**YOUR INSTRUCTIONS**
Copy only what runs from the line containing "wheel in the picture above." through the end of the material below, line for line, with both ends included.

**SUPPLIED RECORDS**

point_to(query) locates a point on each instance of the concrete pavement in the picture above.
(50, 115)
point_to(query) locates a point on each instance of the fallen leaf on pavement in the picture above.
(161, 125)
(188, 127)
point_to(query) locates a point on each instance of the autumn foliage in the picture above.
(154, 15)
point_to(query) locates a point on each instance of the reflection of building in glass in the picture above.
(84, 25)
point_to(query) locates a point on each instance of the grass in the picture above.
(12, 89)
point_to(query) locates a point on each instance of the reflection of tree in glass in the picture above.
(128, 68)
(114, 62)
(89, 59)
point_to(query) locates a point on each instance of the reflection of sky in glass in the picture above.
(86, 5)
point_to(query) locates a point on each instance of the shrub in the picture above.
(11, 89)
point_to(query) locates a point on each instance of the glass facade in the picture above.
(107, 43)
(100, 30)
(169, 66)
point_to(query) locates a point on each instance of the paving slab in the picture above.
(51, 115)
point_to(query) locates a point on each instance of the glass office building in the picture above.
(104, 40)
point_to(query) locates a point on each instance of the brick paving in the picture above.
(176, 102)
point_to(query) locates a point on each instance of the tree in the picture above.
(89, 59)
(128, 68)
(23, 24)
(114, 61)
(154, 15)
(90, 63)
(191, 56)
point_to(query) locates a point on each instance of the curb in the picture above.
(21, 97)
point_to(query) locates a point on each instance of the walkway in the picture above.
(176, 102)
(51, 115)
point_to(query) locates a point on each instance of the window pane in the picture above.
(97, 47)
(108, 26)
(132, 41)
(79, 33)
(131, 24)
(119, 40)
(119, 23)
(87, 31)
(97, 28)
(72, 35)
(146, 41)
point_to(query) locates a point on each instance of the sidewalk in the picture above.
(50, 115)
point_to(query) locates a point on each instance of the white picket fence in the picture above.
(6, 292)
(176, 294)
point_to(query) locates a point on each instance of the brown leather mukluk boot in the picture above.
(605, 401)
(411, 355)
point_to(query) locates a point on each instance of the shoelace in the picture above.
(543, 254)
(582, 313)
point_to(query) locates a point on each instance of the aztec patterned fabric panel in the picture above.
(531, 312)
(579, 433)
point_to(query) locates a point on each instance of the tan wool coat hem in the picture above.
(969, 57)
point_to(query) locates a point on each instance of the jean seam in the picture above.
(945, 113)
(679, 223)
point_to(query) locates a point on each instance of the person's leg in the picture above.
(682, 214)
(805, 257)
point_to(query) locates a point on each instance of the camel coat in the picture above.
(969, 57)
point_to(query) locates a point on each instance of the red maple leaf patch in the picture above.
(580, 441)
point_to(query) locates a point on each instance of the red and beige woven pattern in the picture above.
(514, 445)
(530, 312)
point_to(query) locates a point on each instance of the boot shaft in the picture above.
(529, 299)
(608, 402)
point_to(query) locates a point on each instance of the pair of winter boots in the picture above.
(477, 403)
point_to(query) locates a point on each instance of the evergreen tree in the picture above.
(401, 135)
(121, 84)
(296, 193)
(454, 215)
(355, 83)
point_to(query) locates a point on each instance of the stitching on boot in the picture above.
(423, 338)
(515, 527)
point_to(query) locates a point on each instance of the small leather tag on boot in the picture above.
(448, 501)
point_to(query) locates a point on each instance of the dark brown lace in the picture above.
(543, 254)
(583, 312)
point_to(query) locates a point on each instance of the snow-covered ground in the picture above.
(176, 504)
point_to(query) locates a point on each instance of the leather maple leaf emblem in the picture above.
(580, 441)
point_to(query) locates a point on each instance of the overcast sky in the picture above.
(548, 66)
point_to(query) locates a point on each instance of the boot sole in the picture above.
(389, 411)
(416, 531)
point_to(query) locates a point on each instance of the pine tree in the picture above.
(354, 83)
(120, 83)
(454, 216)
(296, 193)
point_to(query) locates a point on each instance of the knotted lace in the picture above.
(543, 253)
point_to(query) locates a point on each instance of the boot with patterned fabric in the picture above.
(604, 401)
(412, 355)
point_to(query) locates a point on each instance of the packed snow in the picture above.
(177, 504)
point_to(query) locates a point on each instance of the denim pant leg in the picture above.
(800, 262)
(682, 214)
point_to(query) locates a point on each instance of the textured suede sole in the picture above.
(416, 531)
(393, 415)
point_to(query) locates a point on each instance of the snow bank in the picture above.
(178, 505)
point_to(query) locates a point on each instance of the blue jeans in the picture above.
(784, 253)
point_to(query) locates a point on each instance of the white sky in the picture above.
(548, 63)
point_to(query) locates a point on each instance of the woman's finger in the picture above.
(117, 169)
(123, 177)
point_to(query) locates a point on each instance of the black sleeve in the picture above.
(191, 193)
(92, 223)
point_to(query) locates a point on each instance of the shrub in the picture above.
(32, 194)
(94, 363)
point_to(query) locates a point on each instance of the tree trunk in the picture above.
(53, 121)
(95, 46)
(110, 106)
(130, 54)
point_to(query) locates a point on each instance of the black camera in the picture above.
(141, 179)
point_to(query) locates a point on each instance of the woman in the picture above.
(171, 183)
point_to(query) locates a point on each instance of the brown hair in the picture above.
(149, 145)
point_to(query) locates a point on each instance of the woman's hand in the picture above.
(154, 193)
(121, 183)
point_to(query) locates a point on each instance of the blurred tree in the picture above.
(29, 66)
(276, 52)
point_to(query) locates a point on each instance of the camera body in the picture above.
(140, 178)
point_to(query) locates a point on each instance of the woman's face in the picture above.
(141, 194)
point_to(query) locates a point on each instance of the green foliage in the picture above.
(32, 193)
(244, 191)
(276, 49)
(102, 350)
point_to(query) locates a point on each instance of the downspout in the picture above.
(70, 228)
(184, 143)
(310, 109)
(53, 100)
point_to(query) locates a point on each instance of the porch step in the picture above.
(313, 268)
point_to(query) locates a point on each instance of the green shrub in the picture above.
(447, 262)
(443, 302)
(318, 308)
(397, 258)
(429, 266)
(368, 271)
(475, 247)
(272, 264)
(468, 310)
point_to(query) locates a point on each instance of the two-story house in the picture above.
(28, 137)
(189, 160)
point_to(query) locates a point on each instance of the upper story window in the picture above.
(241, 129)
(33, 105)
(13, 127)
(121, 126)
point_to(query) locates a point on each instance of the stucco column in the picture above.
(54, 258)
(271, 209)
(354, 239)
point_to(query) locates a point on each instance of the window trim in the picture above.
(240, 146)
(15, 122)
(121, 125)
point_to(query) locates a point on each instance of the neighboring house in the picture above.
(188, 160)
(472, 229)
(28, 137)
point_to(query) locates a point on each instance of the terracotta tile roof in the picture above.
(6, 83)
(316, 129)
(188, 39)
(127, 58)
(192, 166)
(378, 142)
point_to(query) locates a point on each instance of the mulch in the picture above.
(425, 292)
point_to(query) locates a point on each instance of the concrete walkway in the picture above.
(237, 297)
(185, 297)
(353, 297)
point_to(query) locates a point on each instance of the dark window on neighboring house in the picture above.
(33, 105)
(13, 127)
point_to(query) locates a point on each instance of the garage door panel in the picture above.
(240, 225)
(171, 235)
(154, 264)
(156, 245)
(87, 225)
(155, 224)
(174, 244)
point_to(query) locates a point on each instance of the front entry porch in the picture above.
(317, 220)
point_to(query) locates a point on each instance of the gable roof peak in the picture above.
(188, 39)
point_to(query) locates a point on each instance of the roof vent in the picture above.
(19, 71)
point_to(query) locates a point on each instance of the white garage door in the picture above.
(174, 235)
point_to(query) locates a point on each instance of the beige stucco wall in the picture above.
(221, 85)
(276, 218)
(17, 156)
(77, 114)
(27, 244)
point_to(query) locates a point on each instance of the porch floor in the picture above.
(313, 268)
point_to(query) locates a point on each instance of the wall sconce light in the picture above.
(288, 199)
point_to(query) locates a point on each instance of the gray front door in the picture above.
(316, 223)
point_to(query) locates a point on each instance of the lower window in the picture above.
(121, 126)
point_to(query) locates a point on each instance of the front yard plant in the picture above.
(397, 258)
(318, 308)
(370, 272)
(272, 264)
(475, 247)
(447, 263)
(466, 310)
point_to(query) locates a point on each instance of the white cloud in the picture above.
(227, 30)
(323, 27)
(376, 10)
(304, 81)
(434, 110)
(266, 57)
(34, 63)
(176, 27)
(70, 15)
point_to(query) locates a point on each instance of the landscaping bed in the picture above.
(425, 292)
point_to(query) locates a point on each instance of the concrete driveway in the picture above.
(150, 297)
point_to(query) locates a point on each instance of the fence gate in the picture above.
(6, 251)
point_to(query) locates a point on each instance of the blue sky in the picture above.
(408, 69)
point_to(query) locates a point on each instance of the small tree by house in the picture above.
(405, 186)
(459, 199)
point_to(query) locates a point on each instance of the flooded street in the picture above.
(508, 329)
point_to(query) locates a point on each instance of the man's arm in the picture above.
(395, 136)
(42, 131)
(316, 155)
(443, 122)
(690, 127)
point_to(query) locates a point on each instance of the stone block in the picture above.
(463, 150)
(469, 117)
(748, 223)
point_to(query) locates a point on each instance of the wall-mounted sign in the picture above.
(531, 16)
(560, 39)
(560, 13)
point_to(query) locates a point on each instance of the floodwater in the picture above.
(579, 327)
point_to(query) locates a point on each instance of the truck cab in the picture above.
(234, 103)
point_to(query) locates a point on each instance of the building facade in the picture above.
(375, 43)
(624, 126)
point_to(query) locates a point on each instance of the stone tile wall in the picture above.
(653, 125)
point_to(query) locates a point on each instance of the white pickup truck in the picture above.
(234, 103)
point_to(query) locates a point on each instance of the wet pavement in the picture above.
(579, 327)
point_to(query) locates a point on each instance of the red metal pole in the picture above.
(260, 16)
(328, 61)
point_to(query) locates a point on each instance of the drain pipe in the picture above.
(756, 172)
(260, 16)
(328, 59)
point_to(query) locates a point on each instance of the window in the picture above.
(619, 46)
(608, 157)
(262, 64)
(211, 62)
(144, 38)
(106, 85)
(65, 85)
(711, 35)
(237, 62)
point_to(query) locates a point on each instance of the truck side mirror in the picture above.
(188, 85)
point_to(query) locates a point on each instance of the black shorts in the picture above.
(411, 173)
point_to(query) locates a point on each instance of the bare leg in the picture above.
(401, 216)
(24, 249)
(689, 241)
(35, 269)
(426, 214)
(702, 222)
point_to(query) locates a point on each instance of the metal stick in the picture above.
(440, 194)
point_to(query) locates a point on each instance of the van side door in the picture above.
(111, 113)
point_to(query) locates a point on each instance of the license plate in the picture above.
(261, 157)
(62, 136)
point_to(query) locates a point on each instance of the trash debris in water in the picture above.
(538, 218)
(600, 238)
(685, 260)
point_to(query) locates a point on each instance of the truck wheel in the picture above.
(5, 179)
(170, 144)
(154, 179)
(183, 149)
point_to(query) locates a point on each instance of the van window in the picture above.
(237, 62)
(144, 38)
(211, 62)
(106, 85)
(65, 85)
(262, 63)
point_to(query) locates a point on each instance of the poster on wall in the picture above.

**OUTPUT FOR THIS EXERCISE**
point_to(query) locates a point on each instance of the truck wheel in the picture above.
(5, 179)
(170, 144)
(154, 179)
(183, 149)
point_to(query) locates a point on each instance of the van window in the picture above.
(237, 62)
(144, 38)
(211, 62)
(106, 85)
(65, 85)
(262, 63)
point_to(query) locates a point on each instance of the poster on wall in the picture above.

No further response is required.